WHAT IS BEING ASKED: Pull out every line below holding the word "positive".

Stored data
▽
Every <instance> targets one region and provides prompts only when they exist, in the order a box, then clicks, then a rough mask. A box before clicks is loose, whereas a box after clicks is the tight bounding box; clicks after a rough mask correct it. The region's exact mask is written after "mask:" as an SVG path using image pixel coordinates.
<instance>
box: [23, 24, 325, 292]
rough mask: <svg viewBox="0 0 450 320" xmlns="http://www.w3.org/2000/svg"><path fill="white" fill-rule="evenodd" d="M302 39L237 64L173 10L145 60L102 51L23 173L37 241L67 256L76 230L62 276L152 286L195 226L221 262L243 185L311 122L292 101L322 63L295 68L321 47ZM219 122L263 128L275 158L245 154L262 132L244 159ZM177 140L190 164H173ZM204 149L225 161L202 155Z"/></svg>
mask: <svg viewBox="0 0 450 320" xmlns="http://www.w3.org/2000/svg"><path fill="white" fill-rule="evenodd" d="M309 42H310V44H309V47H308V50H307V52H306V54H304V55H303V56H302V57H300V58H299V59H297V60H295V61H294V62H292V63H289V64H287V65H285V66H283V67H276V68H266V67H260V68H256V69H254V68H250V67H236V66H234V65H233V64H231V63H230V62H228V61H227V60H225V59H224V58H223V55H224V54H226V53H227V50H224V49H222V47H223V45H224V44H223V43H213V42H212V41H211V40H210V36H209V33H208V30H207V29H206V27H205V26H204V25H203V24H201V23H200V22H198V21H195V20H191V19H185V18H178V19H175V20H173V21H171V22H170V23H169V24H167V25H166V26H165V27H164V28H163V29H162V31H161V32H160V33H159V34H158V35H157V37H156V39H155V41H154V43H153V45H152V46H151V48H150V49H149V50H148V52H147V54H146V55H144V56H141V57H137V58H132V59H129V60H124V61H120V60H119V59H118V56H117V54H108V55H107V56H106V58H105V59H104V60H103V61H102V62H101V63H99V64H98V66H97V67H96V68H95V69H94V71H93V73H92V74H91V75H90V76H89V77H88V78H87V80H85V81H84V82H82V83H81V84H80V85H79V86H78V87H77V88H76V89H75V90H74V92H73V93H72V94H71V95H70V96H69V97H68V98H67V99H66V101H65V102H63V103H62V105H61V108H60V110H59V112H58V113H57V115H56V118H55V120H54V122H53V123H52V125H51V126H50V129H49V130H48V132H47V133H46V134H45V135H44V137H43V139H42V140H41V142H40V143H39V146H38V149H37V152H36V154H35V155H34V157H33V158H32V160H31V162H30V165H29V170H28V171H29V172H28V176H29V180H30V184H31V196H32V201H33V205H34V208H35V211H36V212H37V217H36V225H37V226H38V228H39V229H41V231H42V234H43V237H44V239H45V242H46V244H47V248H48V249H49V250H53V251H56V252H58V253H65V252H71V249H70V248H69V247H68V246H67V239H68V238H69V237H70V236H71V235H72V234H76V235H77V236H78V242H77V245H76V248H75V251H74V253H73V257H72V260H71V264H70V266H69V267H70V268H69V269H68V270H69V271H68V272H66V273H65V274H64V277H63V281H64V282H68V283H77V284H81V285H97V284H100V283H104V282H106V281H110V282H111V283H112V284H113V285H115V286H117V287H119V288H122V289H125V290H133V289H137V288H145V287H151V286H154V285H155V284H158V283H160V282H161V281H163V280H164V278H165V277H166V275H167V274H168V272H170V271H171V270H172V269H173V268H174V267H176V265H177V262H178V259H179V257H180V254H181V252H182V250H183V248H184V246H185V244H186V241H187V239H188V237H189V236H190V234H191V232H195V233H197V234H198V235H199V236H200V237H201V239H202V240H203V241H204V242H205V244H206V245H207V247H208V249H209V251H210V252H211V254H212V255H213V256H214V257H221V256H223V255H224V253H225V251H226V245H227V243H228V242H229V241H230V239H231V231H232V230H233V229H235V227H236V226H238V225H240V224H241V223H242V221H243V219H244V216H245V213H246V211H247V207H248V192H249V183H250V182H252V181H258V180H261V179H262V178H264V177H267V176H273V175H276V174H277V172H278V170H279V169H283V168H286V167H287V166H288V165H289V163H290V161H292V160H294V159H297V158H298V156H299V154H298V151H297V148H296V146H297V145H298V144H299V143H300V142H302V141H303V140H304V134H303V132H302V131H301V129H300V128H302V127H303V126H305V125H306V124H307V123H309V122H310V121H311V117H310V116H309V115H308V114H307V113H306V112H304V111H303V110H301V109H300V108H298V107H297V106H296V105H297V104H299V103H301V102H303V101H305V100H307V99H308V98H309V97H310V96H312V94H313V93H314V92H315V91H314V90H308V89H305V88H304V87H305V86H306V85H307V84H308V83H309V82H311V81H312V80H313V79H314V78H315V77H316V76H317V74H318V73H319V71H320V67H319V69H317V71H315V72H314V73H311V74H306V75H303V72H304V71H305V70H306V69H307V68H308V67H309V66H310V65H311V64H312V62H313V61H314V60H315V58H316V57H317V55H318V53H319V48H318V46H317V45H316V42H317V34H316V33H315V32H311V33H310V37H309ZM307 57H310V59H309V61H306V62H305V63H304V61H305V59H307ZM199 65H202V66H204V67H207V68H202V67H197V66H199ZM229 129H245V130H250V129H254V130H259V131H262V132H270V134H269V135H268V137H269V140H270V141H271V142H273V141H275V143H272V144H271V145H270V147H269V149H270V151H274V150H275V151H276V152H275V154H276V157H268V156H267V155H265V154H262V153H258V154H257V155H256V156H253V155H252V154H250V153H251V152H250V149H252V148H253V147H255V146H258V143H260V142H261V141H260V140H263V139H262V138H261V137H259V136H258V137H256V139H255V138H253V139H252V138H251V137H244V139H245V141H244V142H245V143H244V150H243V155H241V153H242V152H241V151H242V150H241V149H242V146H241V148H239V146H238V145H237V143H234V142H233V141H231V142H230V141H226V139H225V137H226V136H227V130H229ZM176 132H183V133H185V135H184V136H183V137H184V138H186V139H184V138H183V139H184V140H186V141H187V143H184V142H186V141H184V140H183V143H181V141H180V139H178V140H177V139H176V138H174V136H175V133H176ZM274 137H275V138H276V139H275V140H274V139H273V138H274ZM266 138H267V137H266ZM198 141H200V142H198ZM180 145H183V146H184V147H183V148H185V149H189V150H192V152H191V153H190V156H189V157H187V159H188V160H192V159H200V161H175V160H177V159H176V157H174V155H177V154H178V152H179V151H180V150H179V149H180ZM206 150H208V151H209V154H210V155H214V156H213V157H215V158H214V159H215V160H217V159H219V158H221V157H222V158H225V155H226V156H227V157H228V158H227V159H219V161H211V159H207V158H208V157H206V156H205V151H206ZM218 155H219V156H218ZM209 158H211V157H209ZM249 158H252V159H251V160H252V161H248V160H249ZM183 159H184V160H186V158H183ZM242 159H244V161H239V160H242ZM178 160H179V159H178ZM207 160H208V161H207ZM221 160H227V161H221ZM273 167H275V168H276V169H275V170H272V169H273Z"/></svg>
△
▽
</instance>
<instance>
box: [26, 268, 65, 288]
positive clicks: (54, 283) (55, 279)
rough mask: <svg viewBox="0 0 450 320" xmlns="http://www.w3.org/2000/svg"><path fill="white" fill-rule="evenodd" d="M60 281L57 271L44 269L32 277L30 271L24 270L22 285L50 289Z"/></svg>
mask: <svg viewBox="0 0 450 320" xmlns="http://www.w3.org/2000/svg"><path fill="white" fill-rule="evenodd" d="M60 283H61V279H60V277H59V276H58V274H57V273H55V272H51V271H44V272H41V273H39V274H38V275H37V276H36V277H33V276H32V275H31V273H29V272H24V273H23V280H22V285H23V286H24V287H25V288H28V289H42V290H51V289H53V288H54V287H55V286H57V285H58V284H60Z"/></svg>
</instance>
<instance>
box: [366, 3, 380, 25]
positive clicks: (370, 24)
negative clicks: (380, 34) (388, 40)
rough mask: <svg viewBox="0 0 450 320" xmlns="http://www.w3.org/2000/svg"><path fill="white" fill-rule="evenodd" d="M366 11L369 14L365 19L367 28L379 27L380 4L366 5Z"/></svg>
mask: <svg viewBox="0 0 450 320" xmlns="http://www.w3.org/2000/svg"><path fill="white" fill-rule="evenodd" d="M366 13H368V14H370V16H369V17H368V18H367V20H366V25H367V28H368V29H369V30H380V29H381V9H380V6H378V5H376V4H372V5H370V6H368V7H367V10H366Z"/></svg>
△
WRITTEN SOLUTION:
positive clicks: (54, 283) (55, 279)
positive clicks: (370, 24)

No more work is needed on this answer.